— REQUEST —
Convert all of the records below into a Markdown table with the columns Row and Line. Put each non-blank line in its own row, numbered in order.

— ENTRIES PROVIDED —
+ + + + +

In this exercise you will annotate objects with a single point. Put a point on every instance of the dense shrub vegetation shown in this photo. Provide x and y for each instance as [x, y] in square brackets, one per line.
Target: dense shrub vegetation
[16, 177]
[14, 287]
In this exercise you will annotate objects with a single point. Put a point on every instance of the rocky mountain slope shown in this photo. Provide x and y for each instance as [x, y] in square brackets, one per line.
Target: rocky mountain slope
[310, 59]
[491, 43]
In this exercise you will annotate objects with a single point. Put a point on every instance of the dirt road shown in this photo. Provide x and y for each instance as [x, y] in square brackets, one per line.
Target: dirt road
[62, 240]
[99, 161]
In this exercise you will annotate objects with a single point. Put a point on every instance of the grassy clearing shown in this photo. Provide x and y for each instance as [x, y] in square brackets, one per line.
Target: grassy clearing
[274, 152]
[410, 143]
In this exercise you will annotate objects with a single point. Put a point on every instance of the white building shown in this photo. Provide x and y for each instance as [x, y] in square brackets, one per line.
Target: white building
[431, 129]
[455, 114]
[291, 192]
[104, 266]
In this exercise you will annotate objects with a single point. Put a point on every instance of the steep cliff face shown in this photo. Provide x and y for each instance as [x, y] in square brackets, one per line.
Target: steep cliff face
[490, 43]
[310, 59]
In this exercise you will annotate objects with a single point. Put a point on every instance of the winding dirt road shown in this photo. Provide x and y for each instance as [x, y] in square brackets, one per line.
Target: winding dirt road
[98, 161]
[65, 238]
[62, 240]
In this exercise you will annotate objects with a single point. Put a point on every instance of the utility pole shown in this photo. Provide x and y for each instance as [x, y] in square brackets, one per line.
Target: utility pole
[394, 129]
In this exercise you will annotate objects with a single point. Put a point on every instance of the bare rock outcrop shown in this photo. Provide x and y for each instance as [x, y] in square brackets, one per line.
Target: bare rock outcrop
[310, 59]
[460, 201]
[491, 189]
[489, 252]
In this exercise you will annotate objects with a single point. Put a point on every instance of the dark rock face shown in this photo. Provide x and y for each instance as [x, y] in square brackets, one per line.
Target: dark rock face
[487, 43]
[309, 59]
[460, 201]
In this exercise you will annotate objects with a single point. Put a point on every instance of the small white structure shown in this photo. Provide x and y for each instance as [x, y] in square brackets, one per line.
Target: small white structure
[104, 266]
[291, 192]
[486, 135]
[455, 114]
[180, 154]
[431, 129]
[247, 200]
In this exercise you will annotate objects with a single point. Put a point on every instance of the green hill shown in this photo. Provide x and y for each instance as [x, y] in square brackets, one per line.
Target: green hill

+ + + + +

— WRITTEN SOLUTION —
| Row | Line |
|---|---|
| 1 | In this exercise you will annotate objects with a single point. Put a point on every instance of the dense shrub vegetation shown in this photo. Provide x and y for each instance as [x, y] in square brackets, one per line. |
| 2 | Target: dense shrub vegetation |
| 3 | [16, 177] |
| 4 | [14, 287] |
| 5 | In this exercise you will annotate objects with a single point. Put a point on every instance of the rocky mountain slope shown in this photo. Provide x and y for each instance as [x, y] in square brackets, one per line. |
| 6 | Target: rocky mountain slope |
| 7 | [310, 59] |
| 8 | [491, 43] |
| 9 | In this exercise you will annotate objects with a single point. Put a point on every instance of the dirt road shown in this photo. Provide x and y for each instance as [x, y] in square brackets, one per line. |
| 10 | Target: dirt road |
| 11 | [62, 240] |
| 12 | [99, 161] |
| 13 | In this exercise you will annotate objects with a single point. Put a point on every instance of the grassy clearing shown in this photo. Provide x and y for each instance as [x, y] in square brackets, one per line. |
| 14 | Target: grassy clearing |
| 15 | [274, 152] |
| 16 | [410, 143] |
| 17 | In this exercise you will annotate objects with a single point. Put a point on every instance of the white building shown in this photo. Provide x and y for each instance as [x, y] in square brackets, one per line. |
| 18 | Target: white building |
| 19 | [431, 129] |
| 20 | [455, 114] |
| 21 | [291, 192] |
| 22 | [104, 266] |
| 23 | In this exercise you will annotate objects with a single point. Put a point on every instance of the steep cliff face shown in this photo. Provide x and y for each instance as [x, y] in square brackets, one per line. |
| 24 | Target: steep cliff face |
| 25 | [490, 43] |
| 26 | [310, 59] |
| 27 | In this exercise you will annotate objects with a single point. Put a point on every instance of the winding dirt road shown in this photo. Provide x and y for each instance as [x, y] in square brackets, one per line. |
| 28 | Target: winding dirt road |
| 29 | [98, 161] |
| 30 | [65, 238] |
| 31 | [62, 240] |
| 32 | In this exercise you will annotate objects with a single point. Put a point on every instance of the utility pole shown in this photo. Provide x and y for each instance as [x, y] in square brackets, one per line. |
| 33 | Target: utility pole |
| 34 | [394, 129] |
| 35 | In this exercise you will annotate objects with a single point. Put a point on every instance of the bare rock outcrop shown in this photo. Provide x and y for each instance as [x, y] in square brackets, one per line. |
| 36 | Target: bare rock outcrop |
| 37 | [310, 59] |
| 38 | [460, 201] |
| 39 | [491, 189] |
| 40 | [489, 252] |
| 41 | In this exercise you will annotate objects with a single point. Put a point on every instance of the dark rock face shown in this photo. Provide x and y for each instance as [x, y] in square brackets, one per line. |
| 42 | Target: dark rock face |
| 43 | [487, 43] |
| 44 | [309, 59] |
| 45 | [460, 201] |
| 46 | In this exercise you will annotate objects with a single point. Put a point on every instance of the small white structure shown in this photo. Provide x and y for each instance as [x, y] in square brackets, one per line. |
| 47 | Target: small white structure |
| 48 | [104, 266] |
| 49 | [291, 192] |
| 50 | [486, 135] |
| 51 | [455, 114] |
| 52 | [180, 154] |
| 53 | [431, 129] |
| 54 | [247, 200] |
| 55 | In this exercise you will annotate objects with a single point. Put a point on every instance of the green hill shown in this photo. Provide x and y for each instance as [x, y] in square brackets, one per line. |
| 56 | Target: green hill |